Всеросссийское вранье

  
  Как это неправдоподобно ни покажется, но русский человек лгать не умеет.
  Лганье есть искусство - и искусство трудное, требующее ума, таланта, характера и выдержки. Хорошо солгать так же трудно, как написать хорошую картину, и доступно далеко не всякому желающему. Обнаруженная, неудавшаяся ложь есть нечто позорное; лгать опасно - и лгущий должен быть смел, как всякий человек, рискующий собой и становящийся лицом к лицу с опасностью. Ложь должна быть правдоподобна - одно уже это в значительной мере затрудняет пользование ею для слабых и ненаходчивых умов. Сказать, что вчера под Кузнецким мостом я встретил плавающего кита и сильно испугался - не будет ложью, ибо наглядно противоречит как законам божеским, так и человеческим. Всякому известно, что под Кузнецким мостом не плавают, как известно и то, что никто еще не расшибал себе лба о Никитские ворота. Таким образом, для лжи, хотя бы посредственной, требуется некоторое знакомство с законами природы и логики, а для лжи высокопробной, напр., адвокатской, необходимо даже высшее образование. Тот адвокат, который на днях доказывал вред секты поморов, разрешенной правительством, несомненно, не мог бы этого сделать так хорошо, не посещай он в свое время лекций полицейского права.
  Наконец, для лжи необходима строго сознанная, вполне определенная мысль: нельзя лгать так, здорово живешь. И это условие делает ложь мало доступной для большинства, у которого нет никаких строго сознанных целей, а существуют одни смутные стремления да беспредельные аппетиты. Яго лжет искусно и толково, так как знает, что хочет, и выполняет сложный, продуманный план. Ему нужно погубить Дездемону и Кассио, и он не только выдумывает небывальщину, но соответствующим образом комбинирует и самые обстоятельства, в чем заключается высшее искусство лганья. С этой стороны каждому приходится хоть раз в своей жизни побыть в шкуре лжеца, искусного или неискусного, так как у каждого время от времени вырастают на пути маленькие цели: обмануть жену, подставить ногу товарищу, надуть родителей и насолить наставникам.
  Во всяком случае, эти эпизодически проявляющиеся наклонности ко лжи нисколько не нарушают и даже скорей подчеркивают общую неспособность русского человека к систематическому лганью.
  Да, русский человек не умеет лгать, но, кажется, в такой же мере он лишен способности говорить и правду. То среднее, к чему он питает величайшую любовь и нежность, не похоже ни на правду, ни на ложь. Это - вранье. Как родная осина, оно появляется всюду, где его не звали, и заглушает другие породы; как осина, оно ни к чему не пригодно, ни для дров, ни для поделки, и как осина же - оно бывает порой красиво.

**ИЗВЛЕЧЁННЫЕ МАТЕРИАЛЫ:**
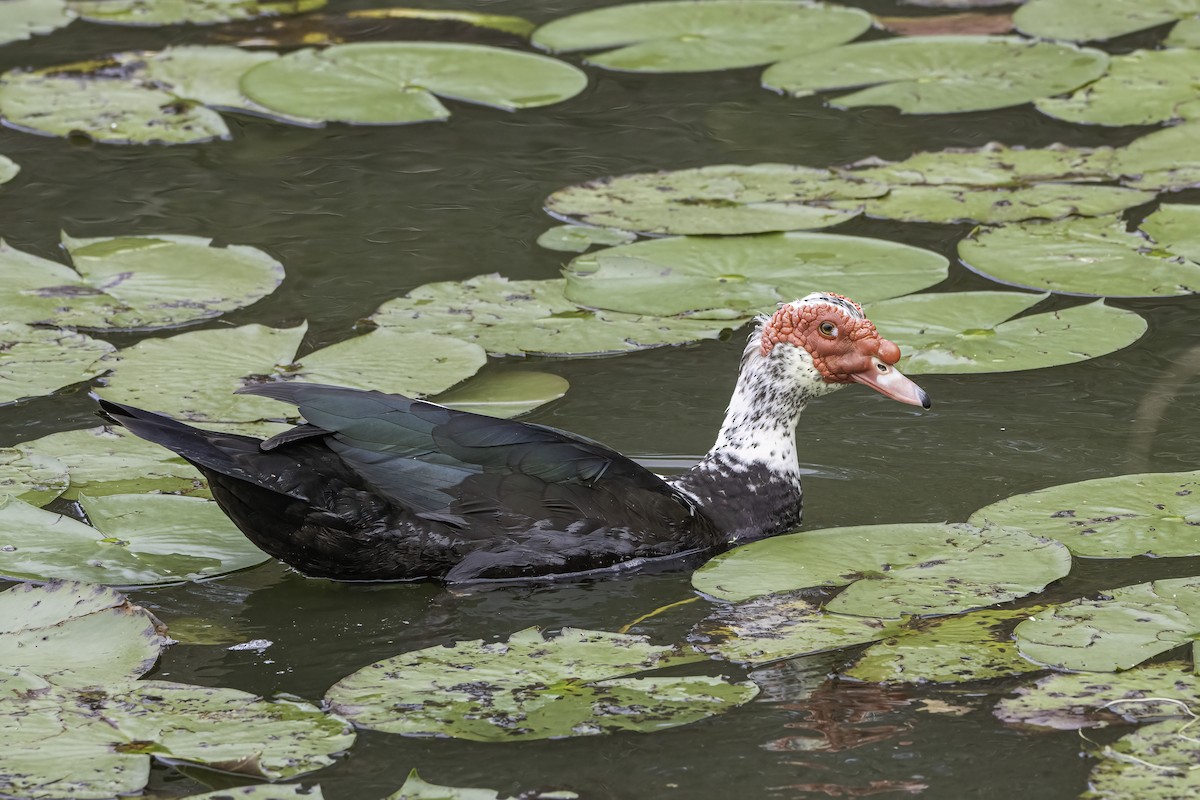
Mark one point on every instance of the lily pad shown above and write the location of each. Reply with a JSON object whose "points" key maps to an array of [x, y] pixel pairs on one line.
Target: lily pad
{"points": [[534, 318], [109, 461], [1117, 631], [947, 650], [1086, 20], [39, 361], [1152, 513], [391, 83], [719, 199], [138, 540], [1143, 88], [940, 74], [77, 635], [965, 331], [1092, 256], [700, 36], [532, 687], [892, 570], [175, 12], [737, 276]]}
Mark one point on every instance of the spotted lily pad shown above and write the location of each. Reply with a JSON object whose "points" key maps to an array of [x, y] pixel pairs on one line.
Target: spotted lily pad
{"points": [[39, 361], [719, 199], [966, 331], [1093, 256], [391, 83], [940, 74], [737, 276], [701, 35], [892, 570], [1119, 630], [138, 540], [532, 687], [1152, 513]]}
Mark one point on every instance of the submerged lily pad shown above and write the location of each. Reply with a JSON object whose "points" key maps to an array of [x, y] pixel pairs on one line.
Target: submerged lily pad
{"points": [[391, 83], [700, 36], [532, 687], [138, 540], [737, 276], [1117, 631], [892, 570], [940, 74], [966, 331], [1093, 256], [39, 361], [1152, 513]]}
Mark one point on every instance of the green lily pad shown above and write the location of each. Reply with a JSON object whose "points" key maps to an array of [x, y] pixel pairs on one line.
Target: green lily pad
{"points": [[1143, 88], [138, 540], [77, 635], [940, 74], [1119, 631], [1152, 513], [947, 650], [109, 461], [1092, 256], [532, 687], [175, 12], [965, 331], [391, 83], [503, 394], [577, 239], [720, 199], [1086, 20], [39, 361], [892, 570], [533, 318], [1069, 702], [700, 36], [737, 276]]}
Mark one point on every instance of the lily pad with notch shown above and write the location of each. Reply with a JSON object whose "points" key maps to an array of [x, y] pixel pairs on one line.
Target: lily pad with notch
{"points": [[940, 74], [532, 687], [701, 35]]}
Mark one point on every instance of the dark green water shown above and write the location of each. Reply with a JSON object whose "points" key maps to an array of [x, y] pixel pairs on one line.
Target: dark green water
{"points": [[363, 215]]}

**ЗАДАНИЯ:**
a – Почему, согласно тексту для чтения, слова о плавающем ките, встреченном под Кузнецким мостом, не будут ложью? Ответьте в одном–трех предложениях.
b – Согласуются ли с текстом для чтения следующие утверждения? Для каждого ответьте «да» или «нет» и приведите точную цитату, которая это решает.
(i) Хорошо солгать так же трудно, как написать хорошую картину.
(ii) Яго лжет без определенной цели.
(iii) Вранье, подобно осине, порой бывает красиво.
c – Ответьте по тексту для чтения:
(i) Что необходимо для лжи высокопробной, например адвокатской?
(ii) Кого нужно погубить Яго?
(iii) С каким деревом сравнивается вранье?

**ОТВЕТЫ:**
a – Такое утверждение наглядно противоречит законам божеским и человеческим: всякому известно, что под Кузнецким мостом не плавают. Ложь же должна быть правдоподобна.

b –
(i) Да: «Хорошо солгать так же трудно, как написать хорошую картину».
(ii) Нет: «знает, что хочет, и выполняет сложный, продуманный план».
(iii) Да: «как осина же - оно бывает порой красиво».

c –
(i) Высшее образование.
(ii) Дездемону и Кассио.
(iii) С осиной.